(The request):
Output every line of the records below as a Markdown table with two columns, Row and Line, numbering the lines in order and omitting any blank ones.

(Data entries)
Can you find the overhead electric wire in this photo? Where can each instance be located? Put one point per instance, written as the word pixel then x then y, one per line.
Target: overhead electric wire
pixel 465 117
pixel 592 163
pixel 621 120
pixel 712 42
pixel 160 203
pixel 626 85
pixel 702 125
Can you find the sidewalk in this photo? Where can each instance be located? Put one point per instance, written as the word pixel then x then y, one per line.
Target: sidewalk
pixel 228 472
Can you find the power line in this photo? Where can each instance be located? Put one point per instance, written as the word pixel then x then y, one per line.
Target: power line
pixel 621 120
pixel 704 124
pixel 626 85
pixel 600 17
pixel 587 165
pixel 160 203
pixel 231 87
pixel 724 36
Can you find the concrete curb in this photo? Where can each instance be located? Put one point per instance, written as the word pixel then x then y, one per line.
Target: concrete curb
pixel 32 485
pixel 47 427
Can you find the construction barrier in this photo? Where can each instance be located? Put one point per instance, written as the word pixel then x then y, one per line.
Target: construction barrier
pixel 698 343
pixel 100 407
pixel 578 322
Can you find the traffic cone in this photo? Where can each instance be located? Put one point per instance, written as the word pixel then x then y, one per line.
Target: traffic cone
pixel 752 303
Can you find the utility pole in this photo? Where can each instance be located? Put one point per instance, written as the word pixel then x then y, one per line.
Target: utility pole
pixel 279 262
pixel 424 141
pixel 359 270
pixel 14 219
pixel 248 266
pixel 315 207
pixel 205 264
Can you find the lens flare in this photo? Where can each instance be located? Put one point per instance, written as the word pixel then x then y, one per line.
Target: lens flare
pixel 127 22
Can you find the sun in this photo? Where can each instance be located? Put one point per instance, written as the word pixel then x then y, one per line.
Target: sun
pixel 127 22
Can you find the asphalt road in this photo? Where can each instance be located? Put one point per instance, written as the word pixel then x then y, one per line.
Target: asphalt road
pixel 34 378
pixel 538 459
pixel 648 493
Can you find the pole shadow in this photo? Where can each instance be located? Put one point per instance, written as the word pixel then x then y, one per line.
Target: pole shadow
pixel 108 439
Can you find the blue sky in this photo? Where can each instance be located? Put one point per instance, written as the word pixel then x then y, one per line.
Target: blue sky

(Response):
| Row | Line |
|---|---|
| 1 | Can you find the overhead electric wire in this photo? Where can each instance be located? Put one point per instance, written as the word pixel then x then y, one per line. |
| 2 | Target: overhead electric wire |
| 3 | pixel 465 117 |
| 4 | pixel 592 163 |
| 5 | pixel 621 120 |
| 6 | pixel 712 42 |
| 7 | pixel 160 203 |
| 8 | pixel 626 85 |
| 9 | pixel 702 125 |
| 10 | Can you find the sidewalk in this photo? Where can each instance be located? Put one point per instance, written as the word pixel then x then y, one per line. |
| 11 | Target: sidewalk |
| 12 | pixel 228 472 |
| 13 | Can you find the power line in this photo? Where can each instance be located? Put one point per instance, written as the word pixel then x then y, one per line. |
| 14 | Target: power line |
| 15 | pixel 621 120 |
| 16 | pixel 704 124 |
| 17 | pixel 626 85 |
| 18 | pixel 600 17 |
| 19 | pixel 587 165 |
| 20 | pixel 160 203 |
| 21 | pixel 231 87 |
| 22 | pixel 724 36 |
| 23 | Can you find the concrete curb in this photo? Where can each instance be located? Put one point per instance, written as the word pixel then x then y, one per line. |
| 24 | Target: concrete curb |
| 25 | pixel 32 485 |
| 26 | pixel 47 427 |
| 27 | Can you find the construction barrier in this photo? Where can each instance be located? Put one point per instance, written as the word pixel then x then y, one per line. |
| 28 | Target: construction barrier |
| 29 | pixel 698 343 |
| 30 | pixel 100 407 |
| 31 | pixel 578 322 |
| 32 | Can you find the traffic cone in this photo? Where can each instance be located? Put one point per instance, written as the word pixel then x then y, one per line. |
| 33 | Target: traffic cone |
| 34 | pixel 752 303 |
| 35 | Can you find the utility pole in this photo? Where can each instance be located? Put one point per instance, written as the word pixel then x then y, one per line. |
| 36 | Target: utility pole |
| 37 | pixel 279 262 |
| 38 | pixel 424 141 |
| 39 | pixel 359 270 |
| 40 | pixel 14 219 |
| 41 | pixel 248 266 |
| 42 | pixel 315 207 |
| 43 | pixel 205 264 |
| 44 | Can you find the lens flare in this photo? Where can each instance be located? Put one point per instance, written as the word pixel then x then y, one per line. |
| 45 | Target: lens flare |
| 46 | pixel 127 22 |
| 47 | Can you find the sun in this photo? Where can each instance be located? Put one point per instance, written as the word pixel then x then y, one per line. |
| 48 | Target: sun |
| 49 | pixel 127 22 |
| 50 | Can you find the asphalt road in this photo? Where can each instance be located? Put one point per instance, written as the word pixel then x then y, one per line. |
| 51 | Target: asphalt road |
| 52 | pixel 34 378 |
| 53 | pixel 538 459 |
| 54 | pixel 648 493 |
| 55 | Can you find the pole shadow in this photo? Where can each instance be located? Put one point per instance, written as the word pixel then x then y, one per line. |
| 56 | Target: pole shadow |
| 57 | pixel 108 439 |
| 58 | Can you find the blue sky in this photo? Where can each instance be located? Put one point per instance, written as the word pixel then x then y, one per line. |
| 59 | Target: blue sky |